--- begin DATA PROVIDED ---

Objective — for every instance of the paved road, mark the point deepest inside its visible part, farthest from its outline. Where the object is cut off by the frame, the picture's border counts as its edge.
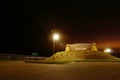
(71, 71)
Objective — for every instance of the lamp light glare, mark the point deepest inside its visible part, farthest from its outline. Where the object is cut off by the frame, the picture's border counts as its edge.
(55, 36)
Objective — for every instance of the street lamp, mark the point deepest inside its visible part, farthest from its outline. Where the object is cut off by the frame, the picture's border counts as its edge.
(55, 37)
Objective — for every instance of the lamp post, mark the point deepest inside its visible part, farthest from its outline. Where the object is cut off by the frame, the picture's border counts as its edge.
(55, 37)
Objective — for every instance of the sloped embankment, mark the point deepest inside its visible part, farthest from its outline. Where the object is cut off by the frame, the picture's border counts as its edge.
(82, 55)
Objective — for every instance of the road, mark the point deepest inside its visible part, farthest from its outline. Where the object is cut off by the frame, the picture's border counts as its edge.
(70, 71)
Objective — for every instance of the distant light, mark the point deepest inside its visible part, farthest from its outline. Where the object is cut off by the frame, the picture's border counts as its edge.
(108, 50)
(56, 36)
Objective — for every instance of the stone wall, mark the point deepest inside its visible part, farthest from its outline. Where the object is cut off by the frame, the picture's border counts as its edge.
(81, 46)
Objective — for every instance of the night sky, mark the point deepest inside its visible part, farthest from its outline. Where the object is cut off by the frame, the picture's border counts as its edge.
(26, 26)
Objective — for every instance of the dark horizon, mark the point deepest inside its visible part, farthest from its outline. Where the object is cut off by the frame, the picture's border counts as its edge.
(27, 26)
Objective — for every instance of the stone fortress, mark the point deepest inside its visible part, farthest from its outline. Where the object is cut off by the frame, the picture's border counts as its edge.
(81, 52)
(81, 46)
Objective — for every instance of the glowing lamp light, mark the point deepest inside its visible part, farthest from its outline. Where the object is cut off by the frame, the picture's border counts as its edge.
(108, 50)
(55, 36)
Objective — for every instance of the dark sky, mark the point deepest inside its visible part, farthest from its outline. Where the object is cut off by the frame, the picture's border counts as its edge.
(26, 25)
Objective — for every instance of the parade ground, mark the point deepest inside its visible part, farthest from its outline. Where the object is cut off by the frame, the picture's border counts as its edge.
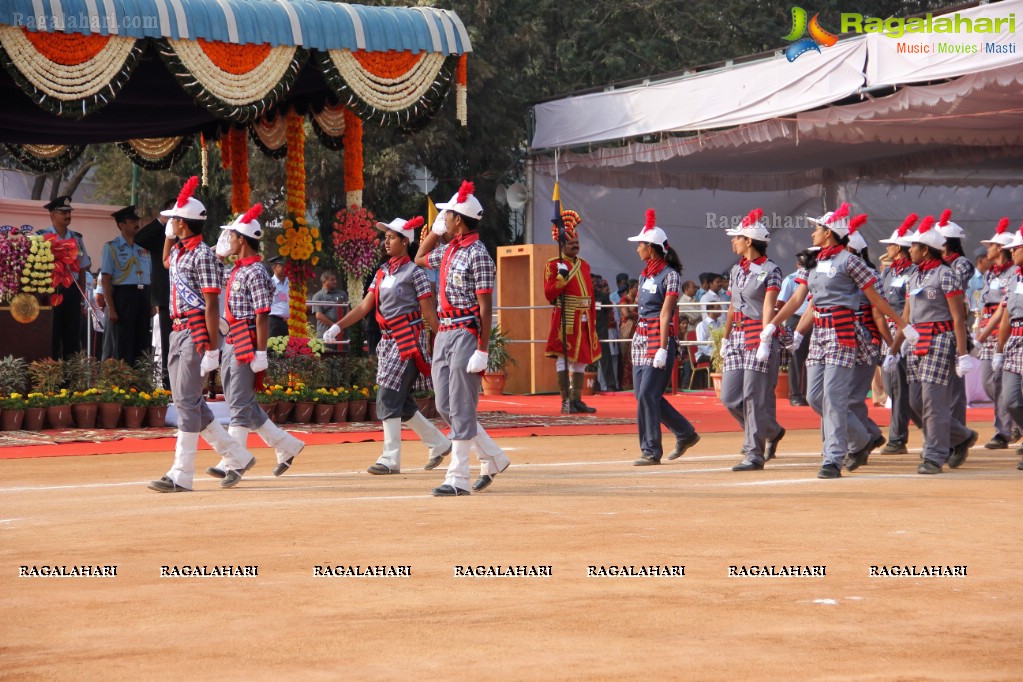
(574, 564)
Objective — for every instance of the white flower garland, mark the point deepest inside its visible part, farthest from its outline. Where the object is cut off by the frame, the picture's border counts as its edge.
(388, 94)
(62, 81)
(236, 89)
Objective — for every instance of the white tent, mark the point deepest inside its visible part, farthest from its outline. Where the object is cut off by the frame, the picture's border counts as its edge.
(890, 131)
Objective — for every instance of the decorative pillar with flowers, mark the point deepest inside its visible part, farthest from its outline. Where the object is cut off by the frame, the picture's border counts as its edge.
(301, 242)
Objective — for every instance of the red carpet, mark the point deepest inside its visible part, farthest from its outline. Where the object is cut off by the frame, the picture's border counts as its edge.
(502, 415)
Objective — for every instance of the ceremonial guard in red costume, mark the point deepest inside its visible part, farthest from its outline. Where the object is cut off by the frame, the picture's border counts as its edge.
(568, 285)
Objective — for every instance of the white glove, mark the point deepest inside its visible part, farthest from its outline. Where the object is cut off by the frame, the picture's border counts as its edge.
(439, 227)
(330, 335)
(260, 362)
(965, 365)
(478, 362)
(223, 248)
(890, 365)
(910, 335)
(210, 362)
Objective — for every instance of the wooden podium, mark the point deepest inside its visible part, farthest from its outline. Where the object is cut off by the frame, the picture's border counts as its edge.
(520, 282)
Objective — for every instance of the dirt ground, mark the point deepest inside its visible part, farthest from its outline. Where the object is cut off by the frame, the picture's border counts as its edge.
(568, 503)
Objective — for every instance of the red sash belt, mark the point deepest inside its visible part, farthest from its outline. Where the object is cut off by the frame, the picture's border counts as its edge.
(241, 334)
(405, 330)
(928, 330)
(840, 319)
(865, 317)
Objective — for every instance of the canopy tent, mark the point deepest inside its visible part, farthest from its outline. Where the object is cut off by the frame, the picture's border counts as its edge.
(81, 72)
(860, 121)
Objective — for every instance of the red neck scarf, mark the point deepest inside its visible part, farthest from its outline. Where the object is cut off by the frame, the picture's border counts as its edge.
(900, 264)
(830, 252)
(745, 263)
(396, 263)
(459, 241)
(654, 267)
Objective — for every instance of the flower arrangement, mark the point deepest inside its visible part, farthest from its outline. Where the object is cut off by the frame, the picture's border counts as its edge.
(37, 274)
(295, 347)
(14, 248)
(356, 241)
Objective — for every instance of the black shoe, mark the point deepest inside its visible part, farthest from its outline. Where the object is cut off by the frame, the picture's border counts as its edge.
(166, 485)
(996, 443)
(683, 444)
(282, 466)
(582, 407)
(830, 471)
(771, 447)
(448, 491)
(962, 451)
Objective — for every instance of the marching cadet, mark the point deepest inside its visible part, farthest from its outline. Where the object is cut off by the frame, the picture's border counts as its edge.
(751, 363)
(195, 281)
(126, 276)
(465, 290)
(893, 286)
(997, 279)
(1009, 357)
(655, 346)
(402, 299)
(835, 284)
(247, 309)
(568, 285)
(936, 312)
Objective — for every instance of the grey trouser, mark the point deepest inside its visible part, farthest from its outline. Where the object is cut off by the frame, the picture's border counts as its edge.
(392, 404)
(897, 389)
(941, 428)
(239, 391)
(652, 408)
(749, 397)
(862, 377)
(186, 383)
(992, 387)
(828, 389)
(457, 391)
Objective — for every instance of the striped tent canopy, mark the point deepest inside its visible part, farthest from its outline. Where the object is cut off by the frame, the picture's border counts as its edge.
(81, 72)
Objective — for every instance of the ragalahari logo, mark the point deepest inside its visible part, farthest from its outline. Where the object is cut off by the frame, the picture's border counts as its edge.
(818, 36)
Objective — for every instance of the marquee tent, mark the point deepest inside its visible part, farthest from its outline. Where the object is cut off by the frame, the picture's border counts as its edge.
(891, 131)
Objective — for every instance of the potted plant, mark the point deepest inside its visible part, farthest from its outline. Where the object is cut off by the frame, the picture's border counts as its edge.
(498, 358)
(11, 411)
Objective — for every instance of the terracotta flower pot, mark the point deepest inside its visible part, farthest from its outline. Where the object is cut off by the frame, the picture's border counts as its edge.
(284, 411)
(109, 415)
(84, 414)
(134, 415)
(156, 416)
(34, 418)
(303, 412)
(58, 416)
(11, 420)
(357, 410)
(323, 413)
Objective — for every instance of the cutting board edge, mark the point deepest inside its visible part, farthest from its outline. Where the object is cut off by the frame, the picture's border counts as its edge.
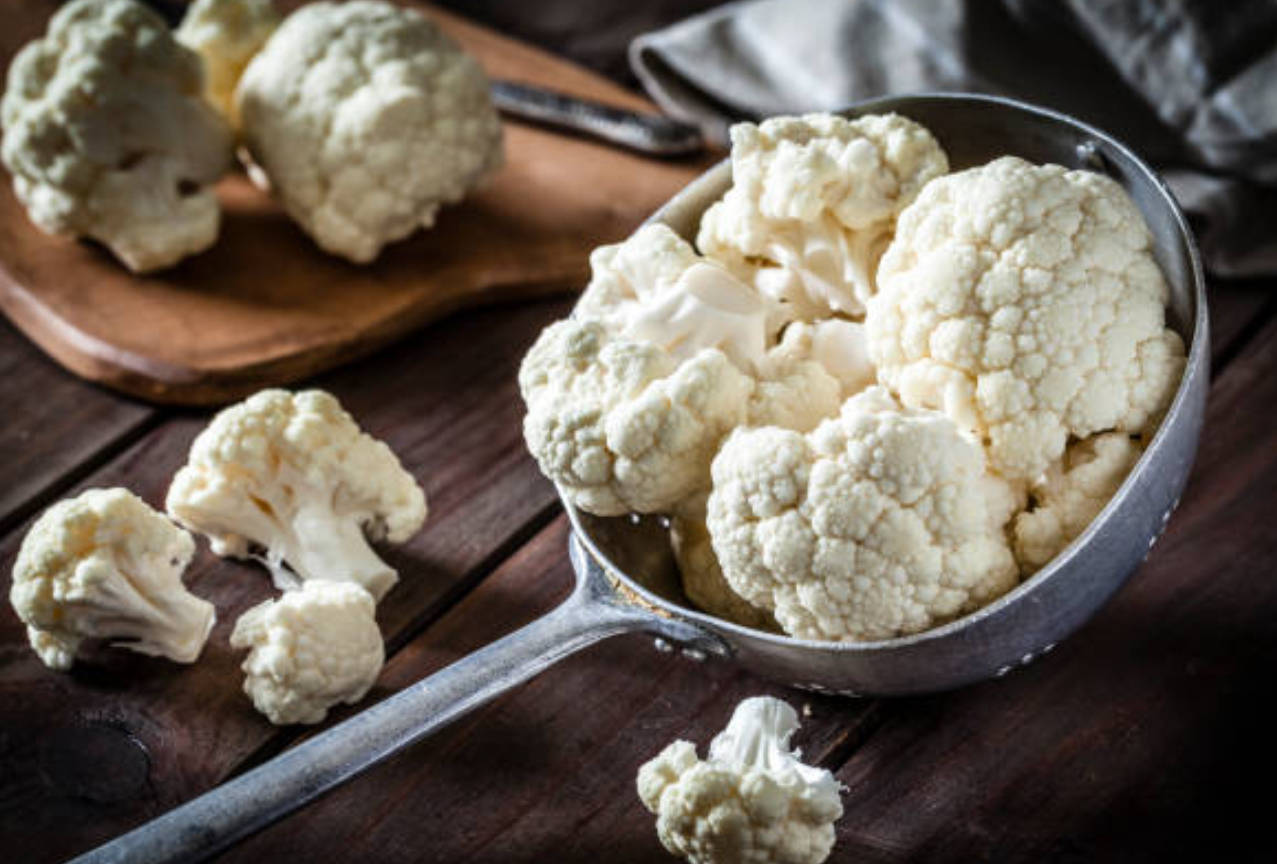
(162, 383)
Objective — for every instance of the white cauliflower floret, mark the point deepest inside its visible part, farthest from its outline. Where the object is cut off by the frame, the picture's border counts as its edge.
(619, 425)
(1024, 303)
(655, 289)
(290, 479)
(1072, 494)
(105, 566)
(107, 135)
(226, 33)
(838, 346)
(812, 204)
(309, 650)
(884, 521)
(701, 574)
(367, 119)
(751, 802)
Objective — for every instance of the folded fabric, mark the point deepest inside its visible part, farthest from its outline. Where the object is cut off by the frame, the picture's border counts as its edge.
(1188, 84)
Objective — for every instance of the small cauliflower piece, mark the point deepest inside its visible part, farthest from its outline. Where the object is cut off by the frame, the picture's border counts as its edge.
(751, 802)
(619, 425)
(105, 566)
(226, 33)
(1070, 495)
(1024, 303)
(812, 203)
(654, 287)
(367, 119)
(838, 346)
(881, 522)
(701, 574)
(309, 650)
(664, 354)
(107, 135)
(291, 480)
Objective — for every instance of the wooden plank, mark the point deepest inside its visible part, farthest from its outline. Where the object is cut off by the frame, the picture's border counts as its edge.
(545, 772)
(1147, 735)
(264, 305)
(51, 424)
(548, 771)
(121, 738)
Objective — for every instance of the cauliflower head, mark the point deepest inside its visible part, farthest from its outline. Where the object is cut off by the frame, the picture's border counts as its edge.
(812, 204)
(106, 134)
(654, 287)
(105, 566)
(1072, 494)
(309, 650)
(883, 521)
(226, 33)
(622, 426)
(1024, 303)
(751, 802)
(367, 119)
(291, 480)
(701, 574)
(664, 354)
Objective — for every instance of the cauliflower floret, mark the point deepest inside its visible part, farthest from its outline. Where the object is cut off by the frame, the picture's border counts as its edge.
(752, 802)
(1024, 303)
(619, 425)
(367, 119)
(702, 577)
(105, 566)
(884, 521)
(812, 204)
(838, 346)
(291, 475)
(309, 650)
(1070, 495)
(226, 33)
(664, 354)
(655, 289)
(107, 135)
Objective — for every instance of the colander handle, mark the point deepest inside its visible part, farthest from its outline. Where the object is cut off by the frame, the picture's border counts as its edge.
(239, 807)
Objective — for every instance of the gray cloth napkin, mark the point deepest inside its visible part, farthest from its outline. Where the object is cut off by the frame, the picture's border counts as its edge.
(1190, 84)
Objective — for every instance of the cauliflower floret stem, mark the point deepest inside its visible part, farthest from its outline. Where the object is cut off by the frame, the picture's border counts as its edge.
(173, 624)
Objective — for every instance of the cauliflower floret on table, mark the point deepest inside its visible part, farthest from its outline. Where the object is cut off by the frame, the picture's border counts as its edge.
(701, 576)
(226, 33)
(367, 119)
(1024, 303)
(1070, 495)
(751, 802)
(309, 650)
(812, 204)
(291, 480)
(105, 566)
(884, 521)
(107, 135)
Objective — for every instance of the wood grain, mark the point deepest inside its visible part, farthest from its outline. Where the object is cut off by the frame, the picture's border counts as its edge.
(51, 425)
(547, 772)
(267, 306)
(121, 738)
(1143, 738)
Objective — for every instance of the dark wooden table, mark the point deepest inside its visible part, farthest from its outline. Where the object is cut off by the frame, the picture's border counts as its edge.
(1148, 735)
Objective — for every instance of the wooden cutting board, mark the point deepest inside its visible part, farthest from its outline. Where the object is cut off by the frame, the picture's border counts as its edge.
(266, 306)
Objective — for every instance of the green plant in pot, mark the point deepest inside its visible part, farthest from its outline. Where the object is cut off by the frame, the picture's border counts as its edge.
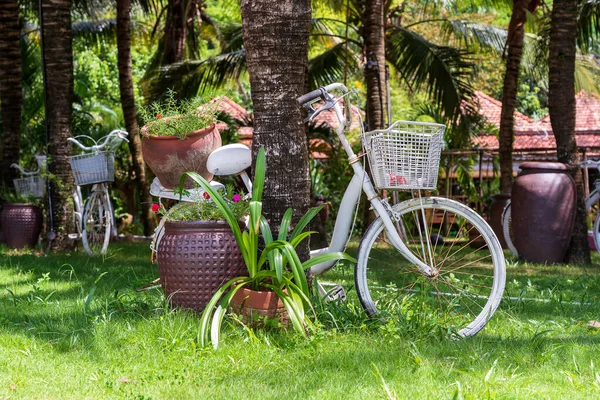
(272, 264)
(20, 220)
(178, 136)
(197, 251)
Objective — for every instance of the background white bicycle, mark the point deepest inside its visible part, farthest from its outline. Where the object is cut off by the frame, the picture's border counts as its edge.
(95, 218)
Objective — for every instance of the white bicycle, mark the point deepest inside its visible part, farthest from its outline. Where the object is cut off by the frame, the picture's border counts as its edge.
(591, 200)
(94, 219)
(33, 184)
(429, 252)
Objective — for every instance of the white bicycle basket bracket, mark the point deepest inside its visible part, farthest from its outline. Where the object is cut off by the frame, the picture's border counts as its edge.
(405, 156)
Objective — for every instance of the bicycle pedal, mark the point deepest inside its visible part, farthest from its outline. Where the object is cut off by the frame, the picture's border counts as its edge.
(337, 293)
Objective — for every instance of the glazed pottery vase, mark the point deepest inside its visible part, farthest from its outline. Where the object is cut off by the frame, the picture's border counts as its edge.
(169, 156)
(499, 202)
(195, 258)
(21, 224)
(543, 211)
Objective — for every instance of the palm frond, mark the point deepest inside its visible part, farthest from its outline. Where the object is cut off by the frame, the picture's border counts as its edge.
(473, 34)
(329, 66)
(95, 28)
(587, 75)
(444, 72)
(188, 78)
(588, 25)
(233, 37)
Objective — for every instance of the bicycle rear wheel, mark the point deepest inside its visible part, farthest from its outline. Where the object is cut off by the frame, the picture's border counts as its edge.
(96, 223)
(454, 240)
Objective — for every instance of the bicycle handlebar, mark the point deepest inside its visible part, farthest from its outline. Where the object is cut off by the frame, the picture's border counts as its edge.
(26, 173)
(122, 135)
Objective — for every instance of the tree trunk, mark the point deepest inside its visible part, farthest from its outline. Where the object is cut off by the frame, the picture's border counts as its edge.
(58, 76)
(374, 48)
(374, 53)
(175, 32)
(276, 42)
(561, 104)
(11, 95)
(516, 33)
(128, 103)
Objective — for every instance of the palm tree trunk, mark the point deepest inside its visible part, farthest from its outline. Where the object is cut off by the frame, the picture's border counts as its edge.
(11, 96)
(374, 47)
(516, 33)
(276, 42)
(175, 32)
(561, 104)
(129, 114)
(58, 76)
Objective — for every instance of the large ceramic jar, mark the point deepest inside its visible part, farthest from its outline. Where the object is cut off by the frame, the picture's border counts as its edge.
(195, 258)
(21, 224)
(169, 156)
(543, 211)
(499, 202)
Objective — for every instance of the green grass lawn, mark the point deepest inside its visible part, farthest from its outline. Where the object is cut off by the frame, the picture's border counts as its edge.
(74, 327)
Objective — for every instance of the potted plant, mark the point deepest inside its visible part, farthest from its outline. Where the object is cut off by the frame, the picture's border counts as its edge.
(198, 251)
(178, 136)
(272, 266)
(20, 220)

--- end DATA PROVIDED ---

PROBLEM TO WORK ON: Give back exactly the lines from the line holding "Objective — for every instance of the large" through the last line of the listing, including both.

ANSWER IN FULL:
Objective — for every instance of the large ceramic jar, mark the point deepest inside its visible part, farthest from its outline. Where the object is cut off by the frame, the picture's border counts as its edge.
(195, 258)
(21, 224)
(169, 156)
(543, 211)
(499, 202)
Objective — for every instance of the green grass lawn, mark the point deepest inside its visible part, farthest from its outline. Where the object is cut off by the frame, the picture's border counts as its edge.
(74, 327)
Objective — for every instance of the potted plant, mark the point deepest inside its visible part, farthest from its outline. Where the object is cut off by the frame, the picture's border counts as its edge.
(198, 251)
(178, 136)
(272, 266)
(20, 220)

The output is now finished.